*** Opening Information provided ***

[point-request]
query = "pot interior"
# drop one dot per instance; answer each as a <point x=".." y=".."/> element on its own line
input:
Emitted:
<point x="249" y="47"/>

*** Closing Information provided ***

Work task:
Every record shown above should appear again in your answer, unchanged.

Solution:
[point-request]
query = "pot interior"
# drop one dot per instance; answer each as a <point x=".." y=".."/> element on its own line
input:
Emitted:
<point x="249" y="47"/>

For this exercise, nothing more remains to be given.